What is needed: Give all the lines below again, exactly, with no pictures.

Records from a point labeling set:
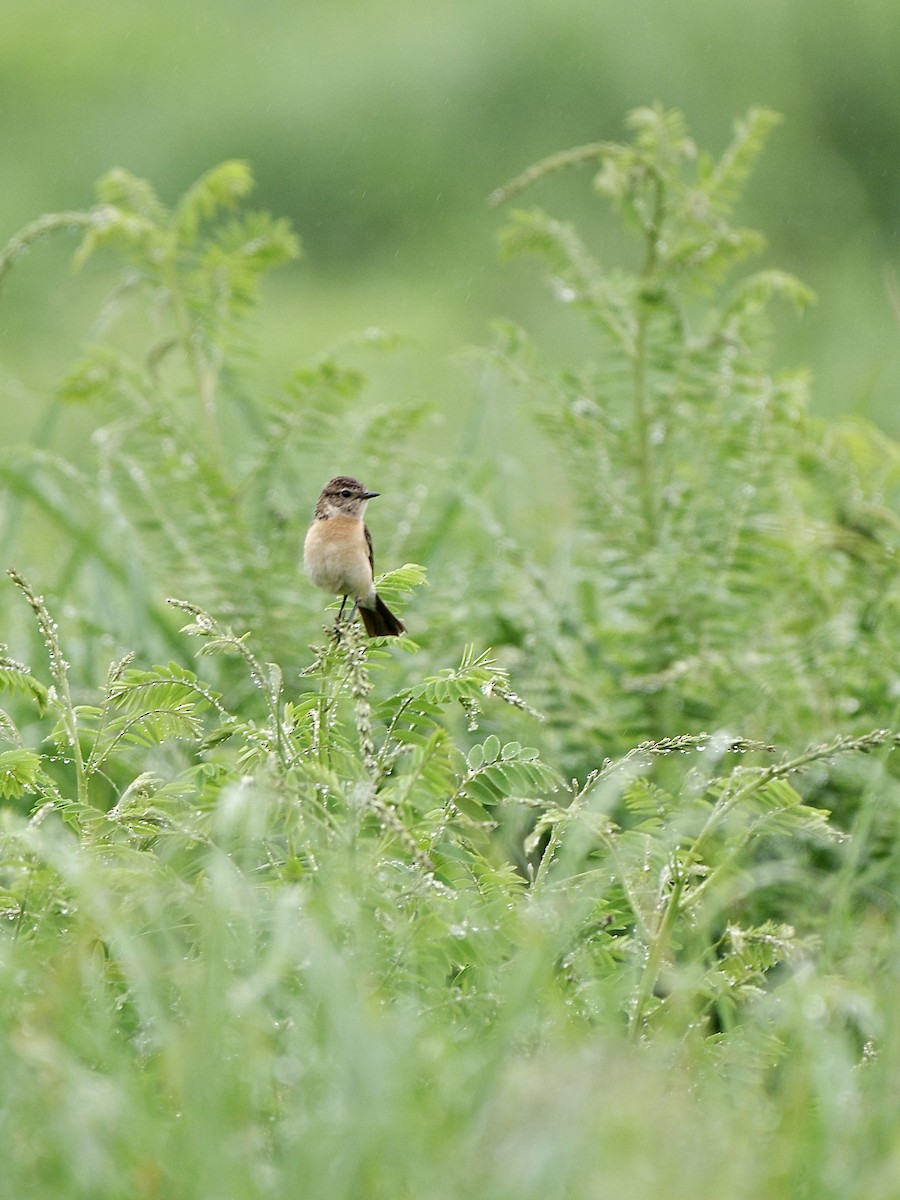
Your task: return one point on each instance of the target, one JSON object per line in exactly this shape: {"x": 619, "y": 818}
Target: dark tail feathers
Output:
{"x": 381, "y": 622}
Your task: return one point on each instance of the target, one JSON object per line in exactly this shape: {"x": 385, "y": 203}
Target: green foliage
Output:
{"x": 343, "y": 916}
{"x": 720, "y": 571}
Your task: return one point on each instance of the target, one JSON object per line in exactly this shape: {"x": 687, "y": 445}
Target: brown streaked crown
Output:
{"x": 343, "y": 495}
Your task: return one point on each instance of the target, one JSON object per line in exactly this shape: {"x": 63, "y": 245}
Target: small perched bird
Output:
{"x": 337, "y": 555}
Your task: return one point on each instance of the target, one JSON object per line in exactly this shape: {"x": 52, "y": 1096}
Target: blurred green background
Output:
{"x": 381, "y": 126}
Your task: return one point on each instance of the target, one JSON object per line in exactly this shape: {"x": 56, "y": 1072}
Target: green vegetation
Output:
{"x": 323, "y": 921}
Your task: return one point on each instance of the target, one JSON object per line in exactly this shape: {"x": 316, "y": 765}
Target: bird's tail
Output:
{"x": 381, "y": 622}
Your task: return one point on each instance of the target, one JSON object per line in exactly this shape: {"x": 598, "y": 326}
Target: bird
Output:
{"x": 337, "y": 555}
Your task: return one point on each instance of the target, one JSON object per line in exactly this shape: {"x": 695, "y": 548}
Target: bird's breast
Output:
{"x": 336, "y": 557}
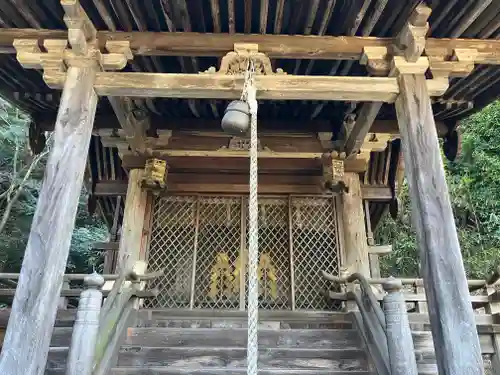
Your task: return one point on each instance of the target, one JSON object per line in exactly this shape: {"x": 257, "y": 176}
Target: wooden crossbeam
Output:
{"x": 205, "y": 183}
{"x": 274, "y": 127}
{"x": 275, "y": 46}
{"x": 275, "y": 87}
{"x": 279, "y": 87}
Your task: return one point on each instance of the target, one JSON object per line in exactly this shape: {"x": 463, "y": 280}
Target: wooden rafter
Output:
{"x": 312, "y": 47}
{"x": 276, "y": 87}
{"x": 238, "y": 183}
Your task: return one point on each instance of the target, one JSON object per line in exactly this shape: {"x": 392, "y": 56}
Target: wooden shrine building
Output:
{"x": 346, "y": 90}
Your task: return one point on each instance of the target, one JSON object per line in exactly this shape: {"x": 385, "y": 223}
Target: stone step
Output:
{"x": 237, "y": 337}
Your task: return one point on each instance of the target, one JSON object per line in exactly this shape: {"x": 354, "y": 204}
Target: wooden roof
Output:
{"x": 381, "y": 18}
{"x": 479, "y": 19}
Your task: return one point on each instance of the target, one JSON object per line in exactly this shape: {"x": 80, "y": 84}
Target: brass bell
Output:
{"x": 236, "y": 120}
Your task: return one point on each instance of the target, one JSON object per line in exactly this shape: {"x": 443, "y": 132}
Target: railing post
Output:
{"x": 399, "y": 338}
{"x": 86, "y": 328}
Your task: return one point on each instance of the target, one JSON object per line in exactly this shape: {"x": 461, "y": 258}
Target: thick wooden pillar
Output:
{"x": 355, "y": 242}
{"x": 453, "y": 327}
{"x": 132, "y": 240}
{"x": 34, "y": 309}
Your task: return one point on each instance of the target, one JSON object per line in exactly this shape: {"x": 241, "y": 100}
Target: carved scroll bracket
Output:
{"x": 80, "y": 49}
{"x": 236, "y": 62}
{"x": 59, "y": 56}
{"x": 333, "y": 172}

Expected answer:
Your task: return one point on each instance of the target, one JSON object per line in exactly this shape: {"x": 619, "y": 818}
Target: dark tail feathers
Output:
{"x": 381, "y": 622}
Your task: return one point on each instance of the target, one JSON object per line in exactly this shape: {"x": 385, "y": 203}
Target: green foliage
Output:
{"x": 343, "y": 916}
{"x": 720, "y": 571}
Your task: return one point on each instance of the target, one JSON object per line in exactly this shape: {"x": 687, "y": 445}
Target: brown streaked crown
Output:
{"x": 343, "y": 495}
Your task: return one point on each instance of the target, one JSON object per line in exactly this shape: {"x": 63, "y": 245}
Target: small perched bird
Output:
{"x": 337, "y": 555}
Your task: return one point on each instance of the target, one JSON object per line in exactly this shape: {"x": 52, "y": 1096}
Target: blurred green background
Output:
{"x": 381, "y": 126}
Your task: return one point on each instance of the target, one JSON object per line in exactly this shape: {"x": 56, "y": 1072}
Target: green vegetation
Output:
{"x": 323, "y": 921}
Your task: return one point on each instance of the target, one JSON object per line in exactly this shape: {"x": 316, "y": 765}
Target: bird's tail
Output:
{"x": 381, "y": 622}
Your task: return one point on each instance of the target, one JSON object per line in exactly this shape: {"x": 598, "y": 326}
Target: bird
Output:
{"x": 337, "y": 555}
Your task: return one point on each instance of the target, one JSON object per line in exactly this shape: {"x": 695, "y": 548}
Target: bird's breast
Output:
{"x": 336, "y": 557}
Your task: return one point on each instance of the target, one JSON object per line in exactly this shape: {"x": 257, "y": 176}
Target: wooden crossbeam
Output:
{"x": 205, "y": 183}
{"x": 274, "y": 127}
{"x": 275, "y": 46}
{"x": 275, "y": 87}
{"x": 279, "y": 87}
Your task: return one point on each instance of the target, one JSON object per line in exactly this shape: {"x": 463, "y": 280}
Target: wooden rafter
Output:
{"x": 312, "y": 47}
{"x": 276, "y": 87}
{"x": 238, "y": 183}
Your task: return one point on each instance of the target, one JSON object per line in exactly this shape: {"x": 392, "y": 56}
Target: wooden shrine building
Output:
{"x": 346, "y": 90}
Your task: return one point on each instance of the target, one JSON object per line in exactly this shape: {"x": 385, "y": 223}
Target: stone step
Output:
{"x": 237, "y": 337}
Your task: return one point on each instance of the target, one JSON object per line in exactly this shape: {"x": 354, "y": 204}
Target: wooden roof
Output:
{"x": 381, "y": 18}
{"x": 479, "y": 19}
Your task: return one point on each instance of the target, one JSON object per line in exactly this shape: {"x": 80, "y": 84}
Target: brass bell
Output:
{"x": 236, "y": 120}
Your task: return one point on each instance of the target, one JSON object per line in exactly this shape: {"x": 443, "y": 132}
Target: railing post
Output:
{"x": 399, "y": 338}
{"x": 86, "y": 328}
Your task: return one point on each instance of the target, one JSON object per line in exactly this shape: {"x": 461, "y": 258}
Target: thick wooden pillar
Output:
{"x": 355, "y": 242}
{"x": 453, "y": 327}
{"x": 132, "y": 240}
{"x": 34, "y": 309}
Your task: return one point on each instance of the target, one JSON object per line in exactly this shape: {"x": 241, "y": 100}
Target: carved scroll bracket
Output:
{"x": 80, "y": 49}
{"x": 236, "y": 62}
{"x": 59, "y": 56}
{"x": 333, "y": 172}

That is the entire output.